● What you need to do
Put the lines starting at the one that contains "vehicle shown in this photo?" and ending at the close of the records into a JSON list of strings, one string per line, with blank lines and the pictures left out.

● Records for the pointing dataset
▼▼▼
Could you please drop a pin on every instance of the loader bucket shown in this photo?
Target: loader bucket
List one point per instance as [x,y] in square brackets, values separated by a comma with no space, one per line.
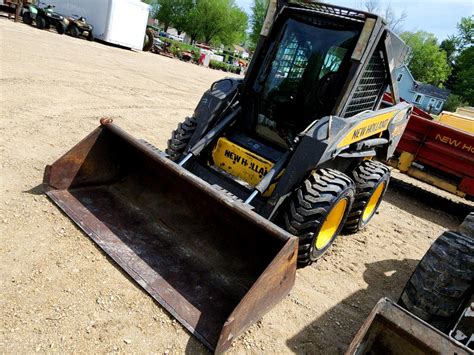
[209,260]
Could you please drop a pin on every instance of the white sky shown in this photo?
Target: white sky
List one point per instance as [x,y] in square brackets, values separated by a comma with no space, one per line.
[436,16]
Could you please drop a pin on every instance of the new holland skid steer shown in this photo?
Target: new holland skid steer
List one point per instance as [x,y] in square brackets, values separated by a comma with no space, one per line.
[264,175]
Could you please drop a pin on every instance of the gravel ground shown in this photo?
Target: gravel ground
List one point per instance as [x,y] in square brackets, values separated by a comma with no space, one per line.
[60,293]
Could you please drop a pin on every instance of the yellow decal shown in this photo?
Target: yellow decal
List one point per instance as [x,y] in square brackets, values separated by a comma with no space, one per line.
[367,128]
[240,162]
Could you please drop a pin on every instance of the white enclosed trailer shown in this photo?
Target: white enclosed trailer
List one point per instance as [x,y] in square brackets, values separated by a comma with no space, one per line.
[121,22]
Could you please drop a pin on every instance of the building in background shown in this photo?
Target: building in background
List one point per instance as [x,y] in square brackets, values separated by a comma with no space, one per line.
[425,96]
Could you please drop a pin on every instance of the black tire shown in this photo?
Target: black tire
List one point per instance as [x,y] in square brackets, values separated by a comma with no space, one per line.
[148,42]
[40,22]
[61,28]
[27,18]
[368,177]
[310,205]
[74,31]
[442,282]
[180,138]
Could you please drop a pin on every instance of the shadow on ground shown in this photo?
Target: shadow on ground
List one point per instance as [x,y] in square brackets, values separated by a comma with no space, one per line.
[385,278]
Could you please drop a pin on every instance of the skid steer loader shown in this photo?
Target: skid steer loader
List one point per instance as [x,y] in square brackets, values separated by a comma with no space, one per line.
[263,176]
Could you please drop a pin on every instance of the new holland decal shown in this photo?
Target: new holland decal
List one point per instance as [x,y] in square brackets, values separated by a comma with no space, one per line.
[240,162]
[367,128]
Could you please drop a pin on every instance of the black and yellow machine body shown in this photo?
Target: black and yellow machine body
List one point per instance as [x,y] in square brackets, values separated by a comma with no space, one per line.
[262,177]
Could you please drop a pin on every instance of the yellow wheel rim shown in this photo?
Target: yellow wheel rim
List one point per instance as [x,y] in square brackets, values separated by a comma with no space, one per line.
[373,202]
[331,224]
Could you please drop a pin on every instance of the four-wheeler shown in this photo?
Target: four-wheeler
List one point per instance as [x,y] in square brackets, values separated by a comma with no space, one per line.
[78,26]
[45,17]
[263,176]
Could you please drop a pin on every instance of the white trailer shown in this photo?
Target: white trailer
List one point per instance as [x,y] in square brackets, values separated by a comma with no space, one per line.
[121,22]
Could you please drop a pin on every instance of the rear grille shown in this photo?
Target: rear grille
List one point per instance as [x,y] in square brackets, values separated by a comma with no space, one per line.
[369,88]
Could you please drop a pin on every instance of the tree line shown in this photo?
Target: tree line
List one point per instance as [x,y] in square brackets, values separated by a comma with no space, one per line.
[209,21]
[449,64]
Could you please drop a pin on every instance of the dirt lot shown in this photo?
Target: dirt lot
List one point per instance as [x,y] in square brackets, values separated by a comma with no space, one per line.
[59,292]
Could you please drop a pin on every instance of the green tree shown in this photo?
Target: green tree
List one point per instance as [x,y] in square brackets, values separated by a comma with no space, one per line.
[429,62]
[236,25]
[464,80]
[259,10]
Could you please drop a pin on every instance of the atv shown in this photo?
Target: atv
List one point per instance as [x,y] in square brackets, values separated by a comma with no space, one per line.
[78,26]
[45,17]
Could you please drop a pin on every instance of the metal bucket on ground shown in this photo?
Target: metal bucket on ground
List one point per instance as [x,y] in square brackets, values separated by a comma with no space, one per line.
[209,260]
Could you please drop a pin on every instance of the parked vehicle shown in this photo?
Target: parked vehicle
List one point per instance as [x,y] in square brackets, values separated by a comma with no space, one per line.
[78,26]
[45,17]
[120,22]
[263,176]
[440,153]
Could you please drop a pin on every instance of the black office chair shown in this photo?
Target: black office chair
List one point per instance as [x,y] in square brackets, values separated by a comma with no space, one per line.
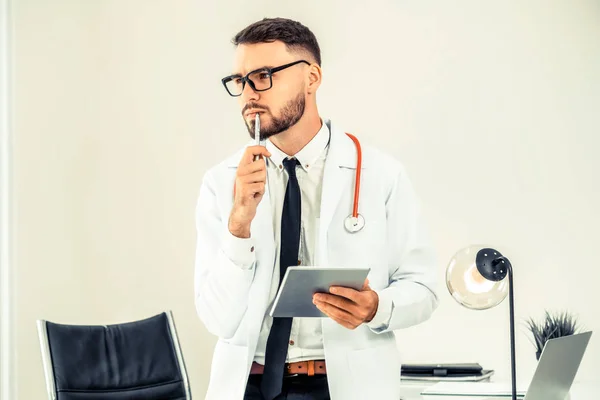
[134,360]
▲▲▲
● Task response
[
  "Could you please drop a pin on every instance of the parked vehicle shown in this photo?",
  "Target: parked vehicle",
  "List one point per instance as [x,y] in square brackets, values separated by a comma with no space, one per line.",
  "[78,26]",
  "[45,17]",
  "[120,22]",
  "[263,176]",
  "[440,153]",
  "Could you please drop a pin on every instance of the black office chair shown in this photo?",
  "Target: black office chair",
  "List one point per instance as [x,y] in square brackets, values separated by a comma with no space, one per line.",
  "[134,360]"
]